The request -
Pick out every line below that contains the word "weathered", and copy each of those lines in full.

============================================================

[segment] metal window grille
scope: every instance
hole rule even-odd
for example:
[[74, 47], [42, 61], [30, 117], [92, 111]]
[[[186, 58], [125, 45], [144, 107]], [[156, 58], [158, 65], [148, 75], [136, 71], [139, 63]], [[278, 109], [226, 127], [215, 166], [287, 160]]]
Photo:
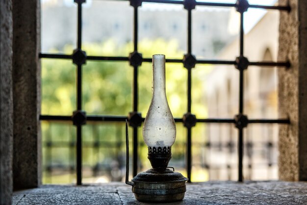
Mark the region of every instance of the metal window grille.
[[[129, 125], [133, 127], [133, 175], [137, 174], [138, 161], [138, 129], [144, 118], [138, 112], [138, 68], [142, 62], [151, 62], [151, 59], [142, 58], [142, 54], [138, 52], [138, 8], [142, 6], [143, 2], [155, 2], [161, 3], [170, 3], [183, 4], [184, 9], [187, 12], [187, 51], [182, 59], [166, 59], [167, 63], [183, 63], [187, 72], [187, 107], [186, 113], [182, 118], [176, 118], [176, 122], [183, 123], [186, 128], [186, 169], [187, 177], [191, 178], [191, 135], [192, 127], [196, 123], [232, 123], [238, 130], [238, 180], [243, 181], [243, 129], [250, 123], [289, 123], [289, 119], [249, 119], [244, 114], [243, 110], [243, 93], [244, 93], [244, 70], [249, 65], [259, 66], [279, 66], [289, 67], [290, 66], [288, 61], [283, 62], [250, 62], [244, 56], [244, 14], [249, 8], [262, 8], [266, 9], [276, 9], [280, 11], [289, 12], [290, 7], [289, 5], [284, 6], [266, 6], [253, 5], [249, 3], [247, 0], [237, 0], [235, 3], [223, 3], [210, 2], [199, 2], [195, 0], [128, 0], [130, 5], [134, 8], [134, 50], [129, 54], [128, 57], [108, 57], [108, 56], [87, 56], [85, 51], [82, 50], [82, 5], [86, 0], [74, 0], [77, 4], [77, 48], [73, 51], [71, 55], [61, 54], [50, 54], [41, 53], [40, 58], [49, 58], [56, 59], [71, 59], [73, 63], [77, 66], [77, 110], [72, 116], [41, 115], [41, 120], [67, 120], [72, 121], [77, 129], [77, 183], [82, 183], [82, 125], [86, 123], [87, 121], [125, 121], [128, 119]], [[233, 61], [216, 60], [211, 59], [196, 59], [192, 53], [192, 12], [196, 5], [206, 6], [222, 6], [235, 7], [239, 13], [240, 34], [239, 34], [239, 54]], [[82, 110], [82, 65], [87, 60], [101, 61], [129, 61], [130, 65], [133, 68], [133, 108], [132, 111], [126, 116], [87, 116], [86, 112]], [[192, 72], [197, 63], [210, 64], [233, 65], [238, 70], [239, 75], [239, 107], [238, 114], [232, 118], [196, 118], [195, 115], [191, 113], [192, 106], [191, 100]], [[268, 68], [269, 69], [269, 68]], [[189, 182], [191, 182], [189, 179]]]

============================================================

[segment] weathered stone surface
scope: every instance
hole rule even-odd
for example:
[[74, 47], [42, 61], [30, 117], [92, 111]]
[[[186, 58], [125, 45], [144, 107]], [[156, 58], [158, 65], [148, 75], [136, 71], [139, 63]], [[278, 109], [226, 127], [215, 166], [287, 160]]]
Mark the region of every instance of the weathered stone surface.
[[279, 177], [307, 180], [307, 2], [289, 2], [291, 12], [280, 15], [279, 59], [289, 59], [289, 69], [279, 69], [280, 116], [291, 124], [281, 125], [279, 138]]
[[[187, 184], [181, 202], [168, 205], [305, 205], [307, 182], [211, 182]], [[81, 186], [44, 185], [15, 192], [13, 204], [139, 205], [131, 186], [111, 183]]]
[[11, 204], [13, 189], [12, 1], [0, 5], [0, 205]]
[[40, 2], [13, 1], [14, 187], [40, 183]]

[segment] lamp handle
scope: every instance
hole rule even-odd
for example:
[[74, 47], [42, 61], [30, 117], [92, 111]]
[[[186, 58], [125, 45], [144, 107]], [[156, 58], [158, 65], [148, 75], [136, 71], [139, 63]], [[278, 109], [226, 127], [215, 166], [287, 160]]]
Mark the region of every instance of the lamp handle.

============================================================

Task response -
[segment] weathered stone surface
Mark the region of every instance of the weathered stone surface.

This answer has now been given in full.